Exercise task 1 – In the text on shooting in harsh light, which metering mode is a camera usually set to?

Document text –
━━━━━━━━━━━━━━━━

So when the show must go on, what can you do to make the best of what you’ve got? Below are the 4 most common solutions photographers try when forced to shoot in harsh, direct light. Some are better suited to certain shooting situations than others. Try each one to figure which method gives you the best results.
1) Move into the shade
This one seems pretty obvious, but any shade from a tree, building or awning will help to diffuse overhead light. This will make for a softer image that's more neutral in contrast. Just make sure that the shaded area is big enough to fit your subject (or subjects) so that there is even lighting throughout, like in the image below. If shooting under a tree, be careful that the light is not too dappled, as this can cast spots over your subject’s face.
Image taken by Brooke Tasovac
If you can’t find any cover, try altering your angle! Move around your subject to see where the light is looking best. Shooting from directly above or down low can change the angle of the sun hitting your subject and may stop them from squinting.
As a last resort consider taking your shoot indoors. While most of us like the ambience of an outdoor shoot, positioning your subject inside a large window or doorway will help diffuse the harsh midday light, whilst still maintaining a natural aesthetic.
You can use your light meter to measure the light in the scene using one of the camera’s metering modes. Your camera will usually be set to evaluative (or matrix) metering, which measures the entire scene for a reading. By switching to partial or spot metering, the light meter focuses on a specific area (using the camera’s AF points), and ignores the other light around it.
Spot metering is best for photos with very light or very dark backgrounds that are found in images with strong highlights and shadows, like in the photo below, and to prevent backlit subjects from becoming silhouettes. If you have a human subject as the focal point you can meter off their skin, or if you are shooting landscapes or macro you can meter off the sky or the area of the frame where the midtones are. In the photo below, the photographer has exposed well for the midtones and highlights, but not as well for the darker areas in the background.
After the photo is taken, check your histogram to see if you need to make any adjustments, and if need be, take several shots metering off different parts of the scene so that you have lots of photos to choose from afterwards.
3) Exposure compensation
By using exposure compensation when shooting in full sun and lowering the overall exposure by a few f-stops below 0 (down to -1 or -2) you give yourself the opportunity to achieve better exposure in post-production. This is because it is easier to alter underexposure in images with editing programs such as Adobe Lightroom or Camera RAW and retain detail, than it is with overexposed images with blown highlights. You can even blend multiple frames together later using HDR techniques to ensure even exposure across the foreground, background and middle of the frame, if you want to.
You can find out how your exposure compensation settings can be changed by checking your camera manual. Just be careful not to underexpose too much otherwise skin tones and colour can be affected.

━━━━━━━━━━━━━━━━

Record excerpts –

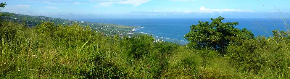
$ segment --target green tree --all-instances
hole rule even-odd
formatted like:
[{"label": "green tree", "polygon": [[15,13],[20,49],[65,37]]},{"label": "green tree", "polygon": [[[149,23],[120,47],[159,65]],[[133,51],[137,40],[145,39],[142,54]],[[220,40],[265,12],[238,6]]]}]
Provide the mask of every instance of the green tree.
[{"label": "green tree", "polygon": [[191,31],[184,38],[190,42],[186,47],[189,49],[207,48],[224,52],[225,49],[230,43],[240,45],[247,38],[253,38],[254,35],[245,29],[241,30],[235,28],[237,22],[223,22],[225,18],[220,16],[211,18],[208,21],[199,22],[190,27]]},{"label": "green tree", "polygon": [[[0,7],[1,8],[4,8],[5,7],[5,6],[6,6],[6,2],[3,2],[1,3],[0,3]],[[1,8],[0,8],[1,9]]]},{"label": "green tree", "polygon": [[[6,6],[6,2],[3,2],[3,3],[0,3],[0,12],[1,12],[1,8],[4,8],[4,7],[5,7],[5,6]],[[7,15],[6,14],[3,14],[0,13],[0,16],[7,16]]]}]

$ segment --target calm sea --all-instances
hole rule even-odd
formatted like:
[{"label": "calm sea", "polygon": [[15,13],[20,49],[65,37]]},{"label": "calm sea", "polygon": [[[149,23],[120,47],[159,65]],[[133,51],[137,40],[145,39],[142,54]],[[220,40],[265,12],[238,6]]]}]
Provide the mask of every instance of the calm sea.
[{"label": "calm sea", "polygon": [[[211,20],[209,19],[78,19],[82,21],[114,24],[126,26],[144,27],[136,32],[152,34],[156,39],[171,42],[185,44],[188,42],[183,38],[190,31],[190,27],[196,25],[199,21]],[[239,25],[236,28],[250,30],[255,36],[271,35],[271,31],[279,29],[285,30],[284,21],[290,20],[281,19],[226,19],[224,22],[237,22]],[[288,28],[289,28],[289,27]]]}]

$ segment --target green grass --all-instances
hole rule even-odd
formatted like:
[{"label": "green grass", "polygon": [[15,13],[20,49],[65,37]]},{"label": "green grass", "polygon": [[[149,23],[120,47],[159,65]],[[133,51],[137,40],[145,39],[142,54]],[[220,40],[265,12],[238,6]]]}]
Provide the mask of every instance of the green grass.
[{"label": "green grass", "polygon": [[112,38],[82,26],[44,22],[30,28],[1,21],[0,78],[290,78],[289,32],[230,45],[222,56],[154,42],[147,35]]}]

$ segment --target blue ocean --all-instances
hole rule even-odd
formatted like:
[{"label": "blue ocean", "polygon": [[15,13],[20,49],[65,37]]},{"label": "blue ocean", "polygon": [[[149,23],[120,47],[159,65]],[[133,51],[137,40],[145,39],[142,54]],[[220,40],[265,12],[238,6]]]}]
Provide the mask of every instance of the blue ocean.
[{"label": "blue ocean", "polygon": [[[196,25],[199,21],[211,22],[209,19],[89,19],[77,20],[91,22],[114,24],[125,26],[138,26],[144,27],[136,32],[150,34],[157,39],[166,41],[180,43],[181,44],[188,43],[183,38],[190,31],[190,27]],[[287,24],[290,21],[289,19],[273,18],[230,18],[226,19],[223,22],[238,22],[236,28],[250,30],[255,36],[269,36],[272,34],[272,31],[289,29]]]}]

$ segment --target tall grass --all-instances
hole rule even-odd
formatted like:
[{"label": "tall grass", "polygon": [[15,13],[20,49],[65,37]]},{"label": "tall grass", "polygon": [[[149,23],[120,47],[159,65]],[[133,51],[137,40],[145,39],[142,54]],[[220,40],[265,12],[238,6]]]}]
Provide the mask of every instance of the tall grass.
[{"label": "tall grass", "polygon": [[113,38],[77,24],[2,21],[0,78],[289,79],[289,32],[279,32],[221,56],[146,35]]}]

━━━━━━━━━━━━━━━━

Exercise task 2 – In the entries, rewrite the lines starting at the line that contains "tall grass --all-instances" and ending at the line that contains "Provide the mask of every instance of the tall", with "even-odd" replaced by "nonzero" and everything else unchanged.

Written solution 1 – Evaluative (or matrix) metering.

Written solution 2 –
$ segment --target tall grass --all-instances
hole rule nonzero
formatted like:
[{"label": "tall grass", "polygon": [[15,13],[20,49],[65,37]]},{"label": "tall grass", "polygon": [[[149,23],[120,47],[159,65]],[[133,51],[137,40],[145,39],[142,54]],[[220,40],[265,12],[238,6]]]}]
Provide the mask of every instance of the tall grass.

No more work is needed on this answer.